* Start Text section *

2 questions - ltsp sound and unreliable booting

Gavin McCullagh gmccullagh at gmail.com
Mon Nov 27 00:06:47 GMT 2006


Hi,

On Sun, 26 Nov 2006, Rob Shugg wrote:

> I checked the export settings when starting programs from the menu and
> I'm seeing:
> export ESPEAKER='192.168.0.150:16001'
> so that looks good.
> I dont seem to be able to repeat my previous results now the only
> sound that works on the client are:
> -the test tones in sound preferences
> -mouseover on an mp3 file on the desktop (top shows this as mpg123)

So mpg123 is respecting the ESPEAKER and sending output to the thin client.

> So I wonder if this is hogging the sound device. 

Assuming ESD is running, ESD hogs the sound device so nothing else could.
mpg123 would have to play via esd.  If you think about it, mpg123 isn't
even running on the thin client so it has no direct access to sound card to
hog it.

> I tried to uninstall mpg123 but apt says its not installed - I suspect
> its part of another package, 

It's probably mpg321 (a re-implementation with better license).  But don't
remove it, it's one of the things that _is_ working right.

> in any case I disabled it by renaming the binary and rebooting - no joy
> sound still comes out of the server.  hmmm...

Sound from what program?  Your problem seems to be at least one of:

1. Individual programs are not respecting the ESPEAKER variable.  Instead
   they're ignoring it and sending sound output to the server sound card.

* End Text section *
* Start Data excerpts *

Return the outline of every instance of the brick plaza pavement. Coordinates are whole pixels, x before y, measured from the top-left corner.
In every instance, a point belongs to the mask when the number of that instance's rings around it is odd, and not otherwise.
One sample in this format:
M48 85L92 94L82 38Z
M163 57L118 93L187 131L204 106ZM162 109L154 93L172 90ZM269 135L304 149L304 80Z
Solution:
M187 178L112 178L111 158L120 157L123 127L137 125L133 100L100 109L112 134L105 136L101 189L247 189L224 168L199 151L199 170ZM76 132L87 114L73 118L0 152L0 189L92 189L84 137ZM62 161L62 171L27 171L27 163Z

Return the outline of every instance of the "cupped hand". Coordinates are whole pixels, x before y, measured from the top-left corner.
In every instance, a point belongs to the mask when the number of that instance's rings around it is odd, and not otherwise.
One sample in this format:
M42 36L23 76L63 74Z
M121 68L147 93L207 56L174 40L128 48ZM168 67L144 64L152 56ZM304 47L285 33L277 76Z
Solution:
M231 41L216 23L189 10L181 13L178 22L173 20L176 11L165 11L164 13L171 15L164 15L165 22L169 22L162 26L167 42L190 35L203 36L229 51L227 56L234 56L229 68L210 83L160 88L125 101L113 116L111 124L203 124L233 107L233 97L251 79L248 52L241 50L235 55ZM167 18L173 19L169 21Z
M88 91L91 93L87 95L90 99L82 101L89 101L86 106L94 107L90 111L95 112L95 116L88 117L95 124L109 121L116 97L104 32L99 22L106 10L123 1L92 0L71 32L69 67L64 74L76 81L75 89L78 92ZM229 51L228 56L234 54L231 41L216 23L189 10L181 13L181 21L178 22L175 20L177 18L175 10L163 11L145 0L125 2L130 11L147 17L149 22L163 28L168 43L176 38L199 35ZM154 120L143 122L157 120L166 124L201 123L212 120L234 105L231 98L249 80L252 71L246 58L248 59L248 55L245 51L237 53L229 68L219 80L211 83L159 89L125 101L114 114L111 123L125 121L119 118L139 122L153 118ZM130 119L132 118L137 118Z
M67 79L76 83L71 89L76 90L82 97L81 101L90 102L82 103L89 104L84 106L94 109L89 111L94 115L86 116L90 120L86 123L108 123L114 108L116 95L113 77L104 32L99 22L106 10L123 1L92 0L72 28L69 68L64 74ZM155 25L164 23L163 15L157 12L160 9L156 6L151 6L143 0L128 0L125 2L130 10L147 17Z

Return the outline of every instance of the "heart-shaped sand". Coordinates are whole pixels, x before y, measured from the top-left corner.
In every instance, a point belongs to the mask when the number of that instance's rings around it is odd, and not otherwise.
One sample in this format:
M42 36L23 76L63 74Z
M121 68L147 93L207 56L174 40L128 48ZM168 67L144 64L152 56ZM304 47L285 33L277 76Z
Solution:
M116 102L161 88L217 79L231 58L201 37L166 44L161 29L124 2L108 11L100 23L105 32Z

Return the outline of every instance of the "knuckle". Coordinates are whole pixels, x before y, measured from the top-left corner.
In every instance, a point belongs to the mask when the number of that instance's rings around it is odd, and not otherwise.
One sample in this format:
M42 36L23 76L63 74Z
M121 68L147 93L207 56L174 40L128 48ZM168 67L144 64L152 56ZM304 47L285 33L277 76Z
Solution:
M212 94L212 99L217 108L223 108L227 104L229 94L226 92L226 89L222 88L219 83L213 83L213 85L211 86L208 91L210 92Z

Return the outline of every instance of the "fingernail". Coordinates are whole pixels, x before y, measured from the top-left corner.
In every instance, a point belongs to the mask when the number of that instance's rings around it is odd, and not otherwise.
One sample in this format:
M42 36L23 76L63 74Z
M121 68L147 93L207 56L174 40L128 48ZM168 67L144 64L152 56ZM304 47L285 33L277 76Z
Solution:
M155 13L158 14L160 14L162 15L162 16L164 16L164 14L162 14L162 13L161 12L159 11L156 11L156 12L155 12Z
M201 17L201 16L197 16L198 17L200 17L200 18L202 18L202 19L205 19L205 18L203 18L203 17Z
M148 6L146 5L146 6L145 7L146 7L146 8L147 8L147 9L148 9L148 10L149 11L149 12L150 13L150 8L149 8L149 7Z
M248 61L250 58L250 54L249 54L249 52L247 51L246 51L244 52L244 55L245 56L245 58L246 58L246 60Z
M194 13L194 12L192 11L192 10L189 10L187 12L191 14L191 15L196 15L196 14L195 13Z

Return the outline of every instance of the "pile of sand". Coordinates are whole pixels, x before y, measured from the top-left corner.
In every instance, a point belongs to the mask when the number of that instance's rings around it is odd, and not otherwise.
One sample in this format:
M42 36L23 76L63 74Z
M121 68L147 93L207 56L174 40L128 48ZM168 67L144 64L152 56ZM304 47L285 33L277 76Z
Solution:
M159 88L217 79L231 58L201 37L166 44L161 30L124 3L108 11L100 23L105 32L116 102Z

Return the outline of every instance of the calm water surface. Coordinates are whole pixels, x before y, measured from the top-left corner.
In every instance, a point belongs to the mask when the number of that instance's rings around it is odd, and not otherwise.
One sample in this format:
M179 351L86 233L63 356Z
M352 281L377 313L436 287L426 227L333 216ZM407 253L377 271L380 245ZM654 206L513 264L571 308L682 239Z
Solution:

* End Data excerpts *

### Work to do
(1) In the reply about LTSP sound, list every step Rob Shugg says he took while troubleshooting.
(2) According to the reply about LTSP sound, what is mpg123 probably?
Work only from the mailing list reply about LTSP sound.

### Results by task
(1)
- Checked the export settings when starting programs from the menu
- Tried to uninstall mpg123, but apt said it was not installed
- Disabled mpg123 by renaming the binary and rebooting

(2) It is probably mpg321, a re-implementation with a better license.